[Written request A]
From the passage on multi-agent systems, list every advantage it gives for multiple individuals working together on a task compared with a single individual.

[Passage shown]
As the application scenarios of SAS become more and more complex, more and more functional goals are achieved, SAS needs to develop in the direction of cooperation and distribution to have better concurrency and fault tolerance [24]. Therefore, Multi-Agent System (MAS) and its cooperation mode and distributed optimization technology have attracted the attention of researchers. A multi-agent system is a collection of multiple agents that builds a large and complex system into one that can collaborate and communicate with each other and is easy to manage. Multiple individuals working together to accomplish a task have the advantages of low cost, strong survivability, high execution efficiency, and high flexibility compared to a single individual performing a task. Due to the different features and functions of each agent [25], its state space dimension and corresponding dynamic information, multi-agent systems can be categorized into homogeneous multi-agent systems [26, 27] and heterogeneous multi-agent systems [28]. However, the SAS described by the above researches using RQV are all based on homogeneous MAS, not considered the existence of heterogeneous Multi-Agent Self-Adaptive Systems (MA-SAS), and lack of formal description of the cooperation logic between heterogeneous agents. In order to verify the heterogeneous MA-SAS, it is indispensable to solve the problem of formal modeling and cooperation logic description of heterogeneous agent.

Stored items
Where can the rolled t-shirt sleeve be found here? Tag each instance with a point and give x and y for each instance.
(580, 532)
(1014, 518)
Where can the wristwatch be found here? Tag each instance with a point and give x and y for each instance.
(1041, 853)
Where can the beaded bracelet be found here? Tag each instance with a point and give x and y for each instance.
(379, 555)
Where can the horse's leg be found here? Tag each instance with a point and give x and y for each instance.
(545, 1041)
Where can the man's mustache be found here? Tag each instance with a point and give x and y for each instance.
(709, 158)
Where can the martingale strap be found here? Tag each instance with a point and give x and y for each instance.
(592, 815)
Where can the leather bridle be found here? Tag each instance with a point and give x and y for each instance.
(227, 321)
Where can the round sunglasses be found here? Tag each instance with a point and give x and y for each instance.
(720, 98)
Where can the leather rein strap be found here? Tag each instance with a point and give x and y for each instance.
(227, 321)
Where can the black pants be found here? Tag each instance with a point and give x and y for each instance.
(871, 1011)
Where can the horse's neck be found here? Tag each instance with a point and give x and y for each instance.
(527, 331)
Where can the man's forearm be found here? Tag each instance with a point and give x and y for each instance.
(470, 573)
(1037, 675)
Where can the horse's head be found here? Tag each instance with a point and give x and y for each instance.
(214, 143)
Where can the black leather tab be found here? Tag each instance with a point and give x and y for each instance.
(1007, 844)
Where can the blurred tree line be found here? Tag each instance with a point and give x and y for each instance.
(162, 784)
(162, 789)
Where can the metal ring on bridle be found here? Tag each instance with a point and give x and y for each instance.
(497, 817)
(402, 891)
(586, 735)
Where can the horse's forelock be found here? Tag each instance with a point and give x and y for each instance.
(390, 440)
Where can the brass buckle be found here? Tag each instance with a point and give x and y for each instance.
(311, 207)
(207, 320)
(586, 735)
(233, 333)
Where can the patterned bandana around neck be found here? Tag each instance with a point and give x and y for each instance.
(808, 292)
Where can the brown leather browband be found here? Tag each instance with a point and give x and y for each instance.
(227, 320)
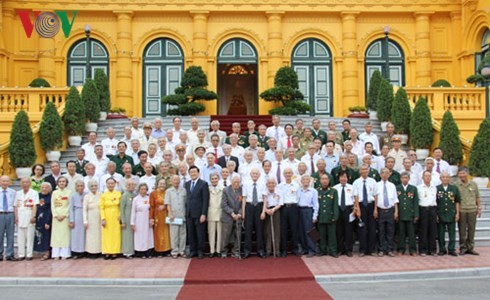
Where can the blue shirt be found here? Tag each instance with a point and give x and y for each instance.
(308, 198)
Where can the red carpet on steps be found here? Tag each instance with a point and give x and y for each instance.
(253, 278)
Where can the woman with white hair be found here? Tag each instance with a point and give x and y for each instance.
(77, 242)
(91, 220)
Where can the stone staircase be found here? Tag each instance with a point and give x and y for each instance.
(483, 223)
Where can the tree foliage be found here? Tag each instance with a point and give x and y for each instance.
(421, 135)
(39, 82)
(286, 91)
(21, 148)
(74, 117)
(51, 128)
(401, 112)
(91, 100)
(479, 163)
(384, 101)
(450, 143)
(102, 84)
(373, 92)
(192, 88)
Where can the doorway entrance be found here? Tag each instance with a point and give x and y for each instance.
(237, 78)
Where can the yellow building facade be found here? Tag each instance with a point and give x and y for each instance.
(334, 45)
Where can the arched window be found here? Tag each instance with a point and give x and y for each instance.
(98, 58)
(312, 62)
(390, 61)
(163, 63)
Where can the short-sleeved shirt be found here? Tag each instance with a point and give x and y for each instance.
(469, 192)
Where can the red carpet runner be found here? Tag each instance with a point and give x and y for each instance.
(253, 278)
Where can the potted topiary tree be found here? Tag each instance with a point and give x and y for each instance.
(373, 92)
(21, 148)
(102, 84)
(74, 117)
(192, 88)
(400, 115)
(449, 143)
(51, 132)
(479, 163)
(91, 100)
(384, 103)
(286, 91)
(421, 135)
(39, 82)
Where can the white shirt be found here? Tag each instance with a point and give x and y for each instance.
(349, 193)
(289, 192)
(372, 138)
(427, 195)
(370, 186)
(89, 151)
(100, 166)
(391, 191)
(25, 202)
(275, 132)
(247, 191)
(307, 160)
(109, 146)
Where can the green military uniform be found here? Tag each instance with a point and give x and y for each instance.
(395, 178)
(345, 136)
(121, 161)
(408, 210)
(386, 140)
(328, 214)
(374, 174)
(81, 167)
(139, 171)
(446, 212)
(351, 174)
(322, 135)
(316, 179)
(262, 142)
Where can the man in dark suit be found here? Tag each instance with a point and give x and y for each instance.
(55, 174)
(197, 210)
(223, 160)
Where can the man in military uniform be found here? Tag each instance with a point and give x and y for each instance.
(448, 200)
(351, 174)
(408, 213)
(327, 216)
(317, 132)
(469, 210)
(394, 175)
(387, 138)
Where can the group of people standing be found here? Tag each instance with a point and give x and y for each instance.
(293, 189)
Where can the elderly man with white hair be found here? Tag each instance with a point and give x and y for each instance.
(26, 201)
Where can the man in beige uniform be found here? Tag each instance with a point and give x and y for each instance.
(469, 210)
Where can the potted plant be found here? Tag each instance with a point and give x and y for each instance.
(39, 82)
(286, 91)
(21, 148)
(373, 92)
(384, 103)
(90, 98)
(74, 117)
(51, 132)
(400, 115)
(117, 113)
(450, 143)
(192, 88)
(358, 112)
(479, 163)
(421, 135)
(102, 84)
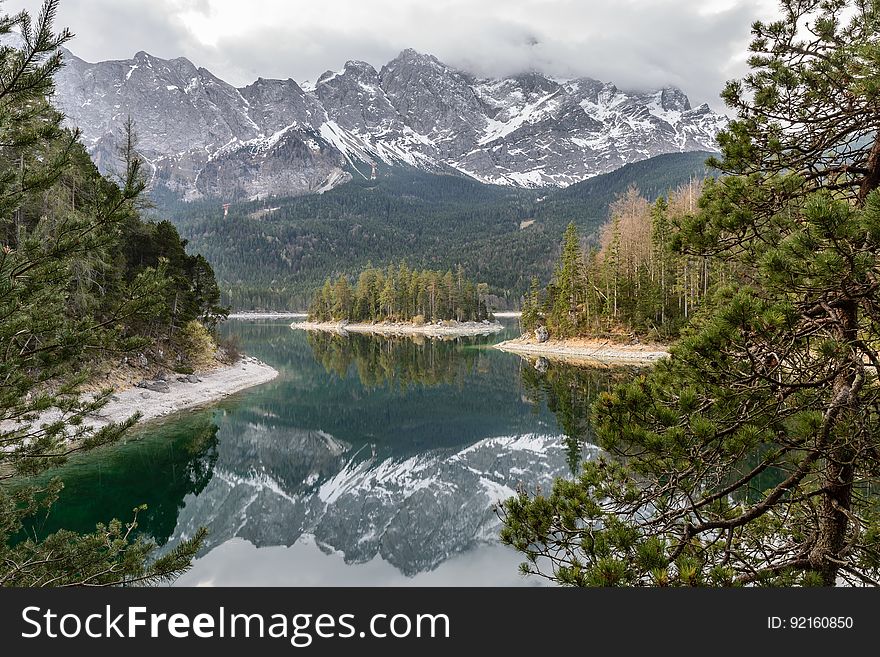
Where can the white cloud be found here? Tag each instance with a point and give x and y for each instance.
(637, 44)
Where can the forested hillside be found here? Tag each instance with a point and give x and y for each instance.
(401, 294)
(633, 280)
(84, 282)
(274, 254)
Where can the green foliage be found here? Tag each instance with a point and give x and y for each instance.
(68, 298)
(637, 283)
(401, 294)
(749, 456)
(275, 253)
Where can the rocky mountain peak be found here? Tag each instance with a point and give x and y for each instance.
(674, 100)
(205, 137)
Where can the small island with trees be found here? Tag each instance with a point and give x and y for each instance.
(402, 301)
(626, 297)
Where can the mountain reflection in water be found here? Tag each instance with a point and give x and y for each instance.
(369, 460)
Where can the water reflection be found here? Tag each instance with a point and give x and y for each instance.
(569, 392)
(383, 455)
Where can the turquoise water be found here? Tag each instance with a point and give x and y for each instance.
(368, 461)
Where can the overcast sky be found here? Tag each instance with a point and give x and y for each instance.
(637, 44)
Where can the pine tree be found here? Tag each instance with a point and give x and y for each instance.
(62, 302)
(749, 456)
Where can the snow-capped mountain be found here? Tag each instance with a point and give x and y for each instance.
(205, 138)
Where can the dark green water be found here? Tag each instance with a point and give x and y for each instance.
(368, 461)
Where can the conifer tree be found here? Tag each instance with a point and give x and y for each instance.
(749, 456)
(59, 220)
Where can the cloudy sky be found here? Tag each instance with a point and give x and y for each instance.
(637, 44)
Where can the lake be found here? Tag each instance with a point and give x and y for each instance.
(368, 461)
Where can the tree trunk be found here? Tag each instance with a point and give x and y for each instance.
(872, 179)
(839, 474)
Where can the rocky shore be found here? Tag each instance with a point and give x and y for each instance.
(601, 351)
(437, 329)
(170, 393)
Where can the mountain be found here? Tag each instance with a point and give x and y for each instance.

[Written request B]
Count the lines of the stored items that contain the string "black". Case counts. Give only the number.

[Full solution A]
Low cost, strong survivability, high execution efficiency, and high flexibility.

[Full solution B]
2